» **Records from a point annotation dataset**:
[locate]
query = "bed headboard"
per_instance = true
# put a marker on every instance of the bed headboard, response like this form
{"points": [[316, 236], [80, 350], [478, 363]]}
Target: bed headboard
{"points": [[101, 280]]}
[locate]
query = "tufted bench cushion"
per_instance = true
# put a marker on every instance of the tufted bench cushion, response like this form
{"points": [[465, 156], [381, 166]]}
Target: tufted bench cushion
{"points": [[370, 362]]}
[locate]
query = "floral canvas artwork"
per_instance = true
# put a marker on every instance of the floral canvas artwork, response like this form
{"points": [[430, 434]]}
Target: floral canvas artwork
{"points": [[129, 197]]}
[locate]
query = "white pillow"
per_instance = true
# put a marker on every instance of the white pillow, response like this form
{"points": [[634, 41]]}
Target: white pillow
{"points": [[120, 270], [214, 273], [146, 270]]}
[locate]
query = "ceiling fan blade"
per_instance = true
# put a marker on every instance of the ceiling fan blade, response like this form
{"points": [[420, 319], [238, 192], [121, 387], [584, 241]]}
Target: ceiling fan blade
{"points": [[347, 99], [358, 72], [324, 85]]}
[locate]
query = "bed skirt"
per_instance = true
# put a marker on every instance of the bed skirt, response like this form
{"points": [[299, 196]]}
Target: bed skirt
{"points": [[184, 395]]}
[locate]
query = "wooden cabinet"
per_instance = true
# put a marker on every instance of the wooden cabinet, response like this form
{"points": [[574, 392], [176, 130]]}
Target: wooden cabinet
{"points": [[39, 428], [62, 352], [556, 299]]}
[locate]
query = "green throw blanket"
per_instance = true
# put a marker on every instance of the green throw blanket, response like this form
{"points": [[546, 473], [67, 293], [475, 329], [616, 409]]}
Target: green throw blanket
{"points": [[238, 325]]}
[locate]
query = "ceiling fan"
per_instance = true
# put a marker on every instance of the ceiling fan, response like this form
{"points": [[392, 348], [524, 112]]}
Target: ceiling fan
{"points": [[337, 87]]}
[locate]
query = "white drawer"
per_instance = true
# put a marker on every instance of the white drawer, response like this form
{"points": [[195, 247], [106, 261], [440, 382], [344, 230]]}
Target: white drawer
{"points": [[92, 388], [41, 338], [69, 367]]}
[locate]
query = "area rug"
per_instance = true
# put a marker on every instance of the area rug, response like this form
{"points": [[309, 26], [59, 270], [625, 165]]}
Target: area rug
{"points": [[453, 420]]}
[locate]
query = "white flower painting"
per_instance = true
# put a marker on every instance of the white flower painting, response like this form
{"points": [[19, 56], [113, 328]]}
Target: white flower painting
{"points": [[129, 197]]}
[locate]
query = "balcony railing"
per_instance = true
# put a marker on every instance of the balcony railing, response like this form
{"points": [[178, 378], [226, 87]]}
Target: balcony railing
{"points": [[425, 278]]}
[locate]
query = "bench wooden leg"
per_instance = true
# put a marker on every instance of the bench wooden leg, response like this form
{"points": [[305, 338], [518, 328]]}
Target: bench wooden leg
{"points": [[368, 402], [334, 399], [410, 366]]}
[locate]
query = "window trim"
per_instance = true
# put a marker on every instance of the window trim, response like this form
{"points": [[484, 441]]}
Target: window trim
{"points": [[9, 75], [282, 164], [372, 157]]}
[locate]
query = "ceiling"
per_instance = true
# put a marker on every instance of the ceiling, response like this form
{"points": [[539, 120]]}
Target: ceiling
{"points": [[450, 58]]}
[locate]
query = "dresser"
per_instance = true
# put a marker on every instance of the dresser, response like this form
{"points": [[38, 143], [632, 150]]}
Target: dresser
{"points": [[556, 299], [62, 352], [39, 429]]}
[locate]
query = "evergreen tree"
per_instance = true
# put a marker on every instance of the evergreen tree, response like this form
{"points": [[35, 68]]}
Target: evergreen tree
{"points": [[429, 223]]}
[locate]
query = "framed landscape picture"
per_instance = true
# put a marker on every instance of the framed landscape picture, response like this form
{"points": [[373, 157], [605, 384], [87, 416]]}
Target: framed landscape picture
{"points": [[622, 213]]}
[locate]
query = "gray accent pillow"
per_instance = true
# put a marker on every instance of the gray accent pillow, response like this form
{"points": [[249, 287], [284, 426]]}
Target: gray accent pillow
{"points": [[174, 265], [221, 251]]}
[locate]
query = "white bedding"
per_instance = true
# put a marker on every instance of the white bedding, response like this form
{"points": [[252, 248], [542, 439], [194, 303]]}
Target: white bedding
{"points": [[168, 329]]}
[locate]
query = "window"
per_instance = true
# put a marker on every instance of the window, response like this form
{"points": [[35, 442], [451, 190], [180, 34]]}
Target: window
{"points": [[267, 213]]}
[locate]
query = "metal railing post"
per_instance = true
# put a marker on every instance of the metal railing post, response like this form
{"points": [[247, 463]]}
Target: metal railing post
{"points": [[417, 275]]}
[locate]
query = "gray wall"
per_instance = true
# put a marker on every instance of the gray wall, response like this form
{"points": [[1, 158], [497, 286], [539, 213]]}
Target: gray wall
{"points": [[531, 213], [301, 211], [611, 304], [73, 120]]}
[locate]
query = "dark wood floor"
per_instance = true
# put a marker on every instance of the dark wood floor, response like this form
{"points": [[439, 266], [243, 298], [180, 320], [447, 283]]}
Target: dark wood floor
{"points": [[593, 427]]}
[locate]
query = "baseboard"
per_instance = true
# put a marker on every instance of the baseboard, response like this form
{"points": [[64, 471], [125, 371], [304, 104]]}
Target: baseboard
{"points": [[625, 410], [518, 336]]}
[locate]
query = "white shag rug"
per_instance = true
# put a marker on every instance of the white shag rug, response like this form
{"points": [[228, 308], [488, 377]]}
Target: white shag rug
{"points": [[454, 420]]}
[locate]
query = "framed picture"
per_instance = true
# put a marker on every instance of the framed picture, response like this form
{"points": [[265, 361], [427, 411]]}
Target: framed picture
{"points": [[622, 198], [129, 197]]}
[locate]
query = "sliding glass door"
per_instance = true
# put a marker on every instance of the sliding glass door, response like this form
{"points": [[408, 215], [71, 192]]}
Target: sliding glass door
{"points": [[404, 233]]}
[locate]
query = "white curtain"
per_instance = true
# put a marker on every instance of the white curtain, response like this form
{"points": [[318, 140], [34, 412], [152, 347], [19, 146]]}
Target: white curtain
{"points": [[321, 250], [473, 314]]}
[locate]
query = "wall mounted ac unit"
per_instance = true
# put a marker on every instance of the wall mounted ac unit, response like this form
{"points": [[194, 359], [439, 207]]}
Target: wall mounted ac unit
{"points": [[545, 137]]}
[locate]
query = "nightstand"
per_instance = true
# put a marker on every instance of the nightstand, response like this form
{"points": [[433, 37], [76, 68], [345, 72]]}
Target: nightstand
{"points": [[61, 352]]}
...
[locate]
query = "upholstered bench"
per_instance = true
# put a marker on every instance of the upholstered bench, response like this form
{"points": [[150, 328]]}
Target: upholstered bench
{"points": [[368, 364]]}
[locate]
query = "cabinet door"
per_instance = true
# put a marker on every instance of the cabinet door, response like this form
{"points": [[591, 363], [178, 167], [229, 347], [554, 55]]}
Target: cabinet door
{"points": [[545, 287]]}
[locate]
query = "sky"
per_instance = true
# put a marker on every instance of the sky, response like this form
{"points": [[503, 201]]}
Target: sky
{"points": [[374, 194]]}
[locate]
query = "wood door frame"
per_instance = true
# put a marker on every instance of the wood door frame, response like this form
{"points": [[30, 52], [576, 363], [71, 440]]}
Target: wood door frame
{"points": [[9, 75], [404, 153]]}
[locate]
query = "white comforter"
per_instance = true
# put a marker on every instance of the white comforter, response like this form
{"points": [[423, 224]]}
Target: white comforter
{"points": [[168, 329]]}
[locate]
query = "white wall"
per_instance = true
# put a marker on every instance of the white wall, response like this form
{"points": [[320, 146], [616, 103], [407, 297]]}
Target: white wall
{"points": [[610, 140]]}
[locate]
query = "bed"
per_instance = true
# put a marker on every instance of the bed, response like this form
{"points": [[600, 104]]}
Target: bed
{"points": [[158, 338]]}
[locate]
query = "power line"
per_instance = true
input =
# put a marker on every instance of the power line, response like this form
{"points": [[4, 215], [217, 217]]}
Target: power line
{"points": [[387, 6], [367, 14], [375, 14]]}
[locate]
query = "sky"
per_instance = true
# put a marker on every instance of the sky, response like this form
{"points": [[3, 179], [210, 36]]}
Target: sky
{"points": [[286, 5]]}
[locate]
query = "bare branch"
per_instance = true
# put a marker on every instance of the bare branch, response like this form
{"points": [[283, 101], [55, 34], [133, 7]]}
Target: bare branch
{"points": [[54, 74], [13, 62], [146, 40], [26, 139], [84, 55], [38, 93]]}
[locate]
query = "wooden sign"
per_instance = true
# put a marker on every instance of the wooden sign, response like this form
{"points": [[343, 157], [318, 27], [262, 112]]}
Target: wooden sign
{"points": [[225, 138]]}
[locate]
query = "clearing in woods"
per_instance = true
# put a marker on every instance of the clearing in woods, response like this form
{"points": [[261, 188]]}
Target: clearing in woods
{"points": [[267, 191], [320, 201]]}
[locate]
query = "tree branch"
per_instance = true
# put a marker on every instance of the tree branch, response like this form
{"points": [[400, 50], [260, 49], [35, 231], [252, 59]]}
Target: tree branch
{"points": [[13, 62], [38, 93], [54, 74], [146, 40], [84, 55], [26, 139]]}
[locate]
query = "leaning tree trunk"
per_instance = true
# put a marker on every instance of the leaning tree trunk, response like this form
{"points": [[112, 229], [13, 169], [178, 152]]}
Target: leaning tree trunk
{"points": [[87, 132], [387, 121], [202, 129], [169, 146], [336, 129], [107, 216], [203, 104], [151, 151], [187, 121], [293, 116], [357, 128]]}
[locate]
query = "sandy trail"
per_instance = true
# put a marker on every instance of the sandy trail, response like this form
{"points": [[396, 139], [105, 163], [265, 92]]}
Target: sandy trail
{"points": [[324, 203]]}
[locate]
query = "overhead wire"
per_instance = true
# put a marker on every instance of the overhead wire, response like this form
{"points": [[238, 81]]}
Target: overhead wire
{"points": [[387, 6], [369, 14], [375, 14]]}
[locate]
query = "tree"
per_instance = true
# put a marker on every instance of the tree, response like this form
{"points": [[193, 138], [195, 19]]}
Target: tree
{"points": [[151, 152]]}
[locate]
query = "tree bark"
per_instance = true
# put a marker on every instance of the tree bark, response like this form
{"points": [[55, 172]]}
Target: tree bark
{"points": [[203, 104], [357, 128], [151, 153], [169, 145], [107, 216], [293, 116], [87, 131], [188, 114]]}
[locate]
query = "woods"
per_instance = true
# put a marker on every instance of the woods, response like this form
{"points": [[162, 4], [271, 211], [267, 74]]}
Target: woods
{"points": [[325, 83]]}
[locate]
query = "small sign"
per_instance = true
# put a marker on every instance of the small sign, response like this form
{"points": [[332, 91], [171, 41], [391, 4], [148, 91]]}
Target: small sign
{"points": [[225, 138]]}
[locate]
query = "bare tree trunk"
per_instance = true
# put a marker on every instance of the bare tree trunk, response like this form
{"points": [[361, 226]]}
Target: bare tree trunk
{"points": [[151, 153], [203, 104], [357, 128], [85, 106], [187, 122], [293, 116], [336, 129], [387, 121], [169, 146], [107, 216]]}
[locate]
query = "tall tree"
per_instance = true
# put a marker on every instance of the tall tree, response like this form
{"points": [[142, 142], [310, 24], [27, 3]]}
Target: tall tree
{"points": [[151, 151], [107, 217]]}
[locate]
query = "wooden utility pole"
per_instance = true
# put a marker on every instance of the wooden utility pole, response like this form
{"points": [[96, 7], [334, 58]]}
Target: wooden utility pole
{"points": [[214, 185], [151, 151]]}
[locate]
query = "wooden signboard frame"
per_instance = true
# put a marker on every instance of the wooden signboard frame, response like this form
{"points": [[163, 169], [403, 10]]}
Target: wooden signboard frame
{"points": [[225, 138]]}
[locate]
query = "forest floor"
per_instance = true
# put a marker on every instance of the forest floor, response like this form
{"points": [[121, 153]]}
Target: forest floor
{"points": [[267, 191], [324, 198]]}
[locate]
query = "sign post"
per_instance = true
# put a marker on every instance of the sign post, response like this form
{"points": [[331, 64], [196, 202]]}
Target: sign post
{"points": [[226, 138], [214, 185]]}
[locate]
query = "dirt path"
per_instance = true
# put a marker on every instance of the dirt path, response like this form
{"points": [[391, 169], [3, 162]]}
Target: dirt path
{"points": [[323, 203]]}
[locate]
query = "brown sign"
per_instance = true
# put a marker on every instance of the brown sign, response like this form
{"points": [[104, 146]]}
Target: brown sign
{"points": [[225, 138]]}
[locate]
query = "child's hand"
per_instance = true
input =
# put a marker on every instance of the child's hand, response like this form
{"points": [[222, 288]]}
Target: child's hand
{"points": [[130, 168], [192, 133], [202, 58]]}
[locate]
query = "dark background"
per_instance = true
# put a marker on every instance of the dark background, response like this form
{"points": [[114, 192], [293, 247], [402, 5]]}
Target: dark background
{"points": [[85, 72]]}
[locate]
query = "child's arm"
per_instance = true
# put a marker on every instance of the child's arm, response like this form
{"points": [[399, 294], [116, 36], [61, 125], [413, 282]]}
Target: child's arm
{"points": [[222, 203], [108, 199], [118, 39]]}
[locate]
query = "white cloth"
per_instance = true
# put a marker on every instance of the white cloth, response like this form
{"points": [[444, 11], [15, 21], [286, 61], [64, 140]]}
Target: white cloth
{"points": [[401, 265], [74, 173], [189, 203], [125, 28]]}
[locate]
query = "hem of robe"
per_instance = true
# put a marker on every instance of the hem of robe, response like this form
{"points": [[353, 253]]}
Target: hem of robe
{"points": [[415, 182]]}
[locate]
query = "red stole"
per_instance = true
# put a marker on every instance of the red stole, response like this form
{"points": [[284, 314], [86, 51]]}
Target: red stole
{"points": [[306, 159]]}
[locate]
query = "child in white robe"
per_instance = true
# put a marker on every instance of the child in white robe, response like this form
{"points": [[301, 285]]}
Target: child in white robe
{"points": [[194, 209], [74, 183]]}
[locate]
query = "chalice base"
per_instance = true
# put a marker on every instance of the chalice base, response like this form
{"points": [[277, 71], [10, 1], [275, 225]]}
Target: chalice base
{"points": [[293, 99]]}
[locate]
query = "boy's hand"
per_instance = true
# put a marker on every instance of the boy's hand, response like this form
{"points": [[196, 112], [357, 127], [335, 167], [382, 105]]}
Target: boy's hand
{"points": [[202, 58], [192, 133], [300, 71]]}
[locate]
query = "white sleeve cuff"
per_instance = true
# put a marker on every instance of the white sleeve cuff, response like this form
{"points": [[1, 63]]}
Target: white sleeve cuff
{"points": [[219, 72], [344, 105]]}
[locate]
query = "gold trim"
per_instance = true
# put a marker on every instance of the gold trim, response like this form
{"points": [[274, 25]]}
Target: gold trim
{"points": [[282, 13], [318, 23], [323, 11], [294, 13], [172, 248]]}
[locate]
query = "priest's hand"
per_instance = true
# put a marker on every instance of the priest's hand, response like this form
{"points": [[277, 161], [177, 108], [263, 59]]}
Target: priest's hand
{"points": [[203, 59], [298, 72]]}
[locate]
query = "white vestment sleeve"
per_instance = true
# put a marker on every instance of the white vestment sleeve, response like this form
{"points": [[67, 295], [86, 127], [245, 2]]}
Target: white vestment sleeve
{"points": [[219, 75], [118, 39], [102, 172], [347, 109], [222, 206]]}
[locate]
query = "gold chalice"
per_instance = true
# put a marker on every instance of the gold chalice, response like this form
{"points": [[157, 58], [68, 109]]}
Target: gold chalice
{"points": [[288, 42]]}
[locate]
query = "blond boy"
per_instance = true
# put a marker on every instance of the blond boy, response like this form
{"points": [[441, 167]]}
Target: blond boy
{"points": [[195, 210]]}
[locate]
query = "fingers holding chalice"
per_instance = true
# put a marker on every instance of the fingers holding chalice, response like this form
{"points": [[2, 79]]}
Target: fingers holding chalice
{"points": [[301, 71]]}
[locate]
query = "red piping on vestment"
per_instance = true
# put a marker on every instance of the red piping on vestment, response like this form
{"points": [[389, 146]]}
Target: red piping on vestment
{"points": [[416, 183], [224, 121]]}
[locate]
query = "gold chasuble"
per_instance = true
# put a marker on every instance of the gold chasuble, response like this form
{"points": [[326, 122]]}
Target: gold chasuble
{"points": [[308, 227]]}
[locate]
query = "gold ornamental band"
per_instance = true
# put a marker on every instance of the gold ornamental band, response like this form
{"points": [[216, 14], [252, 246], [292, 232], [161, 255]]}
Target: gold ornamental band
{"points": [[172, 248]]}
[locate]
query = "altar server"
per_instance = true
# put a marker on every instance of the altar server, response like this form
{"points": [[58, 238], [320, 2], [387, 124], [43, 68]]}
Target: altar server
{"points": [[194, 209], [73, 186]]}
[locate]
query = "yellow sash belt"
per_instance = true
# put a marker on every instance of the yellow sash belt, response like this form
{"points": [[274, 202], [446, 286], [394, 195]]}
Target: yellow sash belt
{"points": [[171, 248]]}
---
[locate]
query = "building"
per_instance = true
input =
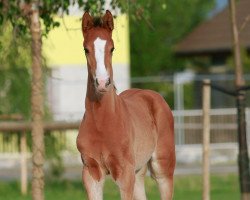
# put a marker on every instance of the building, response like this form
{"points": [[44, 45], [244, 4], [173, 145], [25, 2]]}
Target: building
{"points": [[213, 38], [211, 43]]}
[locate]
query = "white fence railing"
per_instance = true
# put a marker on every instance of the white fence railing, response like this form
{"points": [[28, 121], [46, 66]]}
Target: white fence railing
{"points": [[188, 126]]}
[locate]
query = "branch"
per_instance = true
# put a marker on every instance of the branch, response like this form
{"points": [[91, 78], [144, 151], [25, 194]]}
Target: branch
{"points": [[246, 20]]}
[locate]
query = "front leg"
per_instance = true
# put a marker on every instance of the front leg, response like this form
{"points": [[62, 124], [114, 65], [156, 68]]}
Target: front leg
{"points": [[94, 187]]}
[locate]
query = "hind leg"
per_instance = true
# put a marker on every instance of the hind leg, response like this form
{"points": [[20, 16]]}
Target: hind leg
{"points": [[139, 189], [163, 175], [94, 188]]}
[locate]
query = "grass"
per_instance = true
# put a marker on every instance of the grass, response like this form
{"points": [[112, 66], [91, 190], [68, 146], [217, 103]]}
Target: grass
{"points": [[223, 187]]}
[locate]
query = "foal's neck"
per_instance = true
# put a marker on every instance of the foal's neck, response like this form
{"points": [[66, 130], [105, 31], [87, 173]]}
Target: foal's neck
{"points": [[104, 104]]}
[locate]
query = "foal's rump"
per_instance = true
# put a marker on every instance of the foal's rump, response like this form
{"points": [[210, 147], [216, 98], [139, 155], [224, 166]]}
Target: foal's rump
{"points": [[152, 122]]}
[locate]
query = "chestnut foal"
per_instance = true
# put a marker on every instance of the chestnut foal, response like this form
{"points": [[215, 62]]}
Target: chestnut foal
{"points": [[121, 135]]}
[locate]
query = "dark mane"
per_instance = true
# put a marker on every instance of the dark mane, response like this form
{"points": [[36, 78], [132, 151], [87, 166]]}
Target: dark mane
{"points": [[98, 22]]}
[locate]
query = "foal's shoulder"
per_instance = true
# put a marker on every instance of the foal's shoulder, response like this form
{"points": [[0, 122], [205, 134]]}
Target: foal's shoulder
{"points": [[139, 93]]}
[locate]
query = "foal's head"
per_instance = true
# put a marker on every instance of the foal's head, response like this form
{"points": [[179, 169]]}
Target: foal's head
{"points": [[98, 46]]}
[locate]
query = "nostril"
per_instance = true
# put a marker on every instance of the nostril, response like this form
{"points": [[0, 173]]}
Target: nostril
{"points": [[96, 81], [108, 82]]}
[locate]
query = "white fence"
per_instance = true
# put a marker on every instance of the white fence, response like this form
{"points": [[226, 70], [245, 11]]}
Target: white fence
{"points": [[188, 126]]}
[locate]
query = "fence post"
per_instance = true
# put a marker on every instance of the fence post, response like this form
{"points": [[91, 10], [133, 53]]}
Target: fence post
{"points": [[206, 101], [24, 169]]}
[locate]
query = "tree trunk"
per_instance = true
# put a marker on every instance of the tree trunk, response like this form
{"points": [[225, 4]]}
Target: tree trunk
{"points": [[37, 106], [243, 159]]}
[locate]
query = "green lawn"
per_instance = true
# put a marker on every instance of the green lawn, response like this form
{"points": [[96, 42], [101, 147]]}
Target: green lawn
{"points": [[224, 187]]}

» **WORK REQUIRED**: Pick out every line in the records above that contains the word "vestment". Copy each of those lines in full.

» **FULL RESPONSE**:
query = "white vestment sleeve"
# put a marker on every instance of the white vestment sleeve, response like this form
Target: white vestment sleeve
query = "red piping on vestment"
# put a marker on every instance of the red piping on vestment, response like this form
Target: red piping on vestment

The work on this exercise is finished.